**SOURCE EXTRACT:**

- - -

- Conference: Sun Belt Conference
- Record: 6–6 (5–3 Sun Belt)
- Head coach: Charlie Weatherbie (7th season);
- Co-offensive coordinators: Jonas Weatherbie (1st season); Vance Vice (1st season);
- Defensive coordinator: Troy Reffett (1st season)
- Home stadium: Malone Stadium

= 2009 Louisiana–Monroe Warhawks football team =

American college football season

The 2009 Louisiana–Monroe Warhawks football team represented University of Louisiana at Monroe as a member of the Sun Belt Conference during the 2009 NCAA Division I FBS football season. Led by Charlie Weatherbie in his seventh and final season as head coach, the Warhawks compiled an overall record of 6–6 with a mark of 5–3 in conference play, tying for third place in the Sun Belt. Louisiana–Monroe was bowl eligible, but was not invited to a bowl game. The team played home games at Malone Stadium in Monroe, Louisiana.

Weatherbie was fired at the end of the season. He compiled an overall record of 31–51 in seven seasons as head coach for the Warhawks.

- - -

**MATERIAL PROVIDED:**
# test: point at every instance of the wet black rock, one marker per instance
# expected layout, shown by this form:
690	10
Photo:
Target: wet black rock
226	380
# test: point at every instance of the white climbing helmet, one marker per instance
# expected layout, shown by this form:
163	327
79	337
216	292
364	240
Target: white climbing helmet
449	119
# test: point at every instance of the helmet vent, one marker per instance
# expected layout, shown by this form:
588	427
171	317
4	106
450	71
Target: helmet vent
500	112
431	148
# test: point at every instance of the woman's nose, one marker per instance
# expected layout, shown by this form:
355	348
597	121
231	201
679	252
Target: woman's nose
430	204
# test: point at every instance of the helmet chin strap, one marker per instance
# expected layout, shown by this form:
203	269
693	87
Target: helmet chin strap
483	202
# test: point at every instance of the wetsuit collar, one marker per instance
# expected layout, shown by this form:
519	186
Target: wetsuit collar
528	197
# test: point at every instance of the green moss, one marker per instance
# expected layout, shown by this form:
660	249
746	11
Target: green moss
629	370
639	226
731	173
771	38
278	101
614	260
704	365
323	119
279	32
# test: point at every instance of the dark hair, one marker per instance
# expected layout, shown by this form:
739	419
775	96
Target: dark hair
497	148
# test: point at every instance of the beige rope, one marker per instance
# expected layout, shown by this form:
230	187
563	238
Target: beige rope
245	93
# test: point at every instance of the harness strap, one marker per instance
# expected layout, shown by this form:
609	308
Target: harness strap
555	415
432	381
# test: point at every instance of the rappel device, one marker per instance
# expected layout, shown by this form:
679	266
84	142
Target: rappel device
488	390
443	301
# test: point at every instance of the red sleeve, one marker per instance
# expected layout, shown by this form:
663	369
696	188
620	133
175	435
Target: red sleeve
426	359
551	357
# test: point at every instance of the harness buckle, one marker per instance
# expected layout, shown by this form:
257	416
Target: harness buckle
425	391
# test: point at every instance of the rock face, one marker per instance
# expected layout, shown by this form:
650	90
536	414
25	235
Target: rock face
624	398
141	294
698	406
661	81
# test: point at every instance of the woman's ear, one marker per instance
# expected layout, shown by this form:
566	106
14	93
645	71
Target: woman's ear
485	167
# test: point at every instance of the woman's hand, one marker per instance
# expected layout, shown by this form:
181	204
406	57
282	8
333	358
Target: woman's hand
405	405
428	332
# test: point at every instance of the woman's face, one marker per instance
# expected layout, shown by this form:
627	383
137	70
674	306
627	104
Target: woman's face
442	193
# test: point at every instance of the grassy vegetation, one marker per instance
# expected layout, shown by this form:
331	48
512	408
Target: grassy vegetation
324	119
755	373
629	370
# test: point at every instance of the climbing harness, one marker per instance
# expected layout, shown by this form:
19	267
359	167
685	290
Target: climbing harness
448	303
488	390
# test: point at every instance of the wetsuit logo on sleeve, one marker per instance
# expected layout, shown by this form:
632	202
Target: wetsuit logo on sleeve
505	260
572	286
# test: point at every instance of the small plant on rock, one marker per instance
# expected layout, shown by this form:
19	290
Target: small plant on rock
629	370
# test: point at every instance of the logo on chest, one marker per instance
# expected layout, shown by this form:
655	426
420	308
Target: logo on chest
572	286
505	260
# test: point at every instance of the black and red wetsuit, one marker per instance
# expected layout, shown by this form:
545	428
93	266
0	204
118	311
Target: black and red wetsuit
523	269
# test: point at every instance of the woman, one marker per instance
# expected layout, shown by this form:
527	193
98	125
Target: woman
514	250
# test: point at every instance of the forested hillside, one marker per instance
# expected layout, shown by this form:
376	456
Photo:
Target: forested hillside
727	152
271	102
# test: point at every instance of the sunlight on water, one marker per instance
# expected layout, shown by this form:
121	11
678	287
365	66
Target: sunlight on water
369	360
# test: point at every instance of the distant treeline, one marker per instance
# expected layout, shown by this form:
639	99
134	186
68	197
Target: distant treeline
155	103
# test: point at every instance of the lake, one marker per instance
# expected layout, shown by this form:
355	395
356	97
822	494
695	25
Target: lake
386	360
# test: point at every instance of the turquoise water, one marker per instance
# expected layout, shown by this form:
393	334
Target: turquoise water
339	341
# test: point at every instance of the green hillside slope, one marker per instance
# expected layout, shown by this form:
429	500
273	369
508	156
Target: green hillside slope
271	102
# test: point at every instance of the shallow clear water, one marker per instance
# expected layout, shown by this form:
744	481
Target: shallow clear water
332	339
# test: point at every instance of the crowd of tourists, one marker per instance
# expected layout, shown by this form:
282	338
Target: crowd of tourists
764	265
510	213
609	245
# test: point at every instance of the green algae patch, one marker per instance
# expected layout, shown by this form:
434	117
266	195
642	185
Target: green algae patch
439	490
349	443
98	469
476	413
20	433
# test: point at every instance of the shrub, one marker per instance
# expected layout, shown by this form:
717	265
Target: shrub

- - -

**JOBS:**
**A)** In the season summary, rewrite the stretch from "American college football" through "for the Warhawks.", substituting "last" for "final".
**B)** Locate each line among the entries that includes the string "water" and copy those lines out.
The season summary and the entries are unrelated material.

**RESPONSES PER TASK:**
**A)**
American college football season

The 2009 Louisiana–Monroe Warhawks football team represented University of Louisiana at Monroe as a member of the Sun Belt Conference during the 2009 NCAA Division I FBS football season. Led by Charlie Weatherbie in his seventh and last season as head coach, the Warhawks compiled an overall record of 6–6 with a mark of 5–3 in conference play, tying for third place in the Sun Belt. Louisiana–Monroe was bowl eligible, but was not invited to a bowl game. The team played home games at Malone Stadium in Monroe, Louisiana.

Weatherbie was fired at the end of the season. He compiled an overall record of 31–51 in seven seasons as head coach for the Warhawks.

**B)**
# test: point at every instance of the sunlight on water, one marker per instance
Target: sunlight on water
# test: point at every instance of the turquoise water, one marker per instance
Target: turquoise water
# test: point at every instance of the shallow clear water, one marker per instance
Target: shallow clear water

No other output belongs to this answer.